**What is needed:** Reproduce the text of every record below verbatim, line for line. Omit the pictures.

[START Given records]

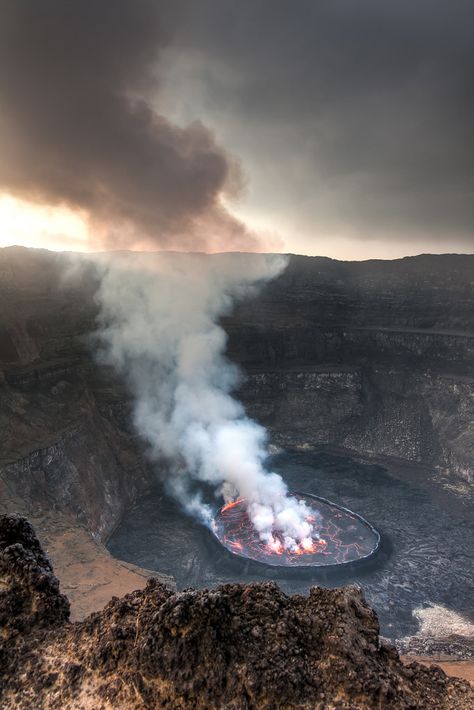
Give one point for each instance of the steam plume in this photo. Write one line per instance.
(158, 325)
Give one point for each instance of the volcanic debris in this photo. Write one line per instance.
(237, 646)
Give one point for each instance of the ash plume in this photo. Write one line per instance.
(158, 326)
(80, 125)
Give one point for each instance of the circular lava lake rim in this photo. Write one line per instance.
(301, 561)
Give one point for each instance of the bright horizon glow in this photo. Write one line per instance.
(59, 228)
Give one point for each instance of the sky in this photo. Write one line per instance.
(340, 128)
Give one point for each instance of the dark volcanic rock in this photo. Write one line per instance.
(238, 646)
(29, 591)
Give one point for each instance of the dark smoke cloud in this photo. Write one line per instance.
(76, 128)
(352, 117)
(364, 108)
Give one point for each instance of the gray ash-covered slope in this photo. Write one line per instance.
(238, 646)
(375, 357)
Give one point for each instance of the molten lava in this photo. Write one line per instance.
(339, 536)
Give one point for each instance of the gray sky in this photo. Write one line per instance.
(340, 127)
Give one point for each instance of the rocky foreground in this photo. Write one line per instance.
(238, 646)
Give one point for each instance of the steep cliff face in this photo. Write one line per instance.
(376, 357)
(238, 646)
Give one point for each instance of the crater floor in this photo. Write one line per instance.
(426, 555)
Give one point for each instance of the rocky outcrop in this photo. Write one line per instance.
(29, 591)
(237, 646)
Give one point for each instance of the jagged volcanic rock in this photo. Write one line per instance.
(238, 646)
(29, 591)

[END Given records]

**The answer:**
Give one point for each instance of the steam plume in this photo. Write one line per instance.
(158, 325)
Give one point for each instance of the volcanic debris in this photo. Write one line per instance.
(237, 646)
Give one point for each instance of the ash plume in this photo. Write one line per instance.
(158, 326)
(80, 125)
Give one point for each instance of the circular lava lake rim in this photo. Write one line per instance.
(301, 561)
Give one point for each instance of the bright horizon glow in this photo. Write one line per instance.
(59, 228)
Give one point for each instance of the sky in this photo. Write one line per instance.
(340, 128)
Give one point for each instance of the dark volcanic rock in this photo. Write one line per instance.
(238, 646)
(29, 591)
Give one point for each instance of the dark smoke cloud in this photo. Write one line per instance.
(76, 128)
(352, 117)
(364, 108)
Give one point for each instance of the gray ash-covered slope in this photo. Write one line per instance.
(238, 646)
(375, 357)
Give one point for each instance of the molten lava in this photo. Write one line per instance.
(339, 536)
Give one point for each instance of the gray sky in this photo. Write one line per instance.
(340, 127)
Give one point for each instance of the rocky foreground in this photo. Write one line per instance.
(238, 646)
Give one point for each instance of the steep cliff face in this photo. Write one line per instance.
(376, 357)
(238, 646)
Give one point for each instance of the crater floor in this photo. Write one line per instance.
(426, 555)
Give one point for each instance of the rocky outcrop in this photo. Write one line per instance.
(29, 591)
(237, 646)
Give one point for each instance of the jagged volcanic rock in this photo. Write one line per instance.
(238, 646)
(29, 591)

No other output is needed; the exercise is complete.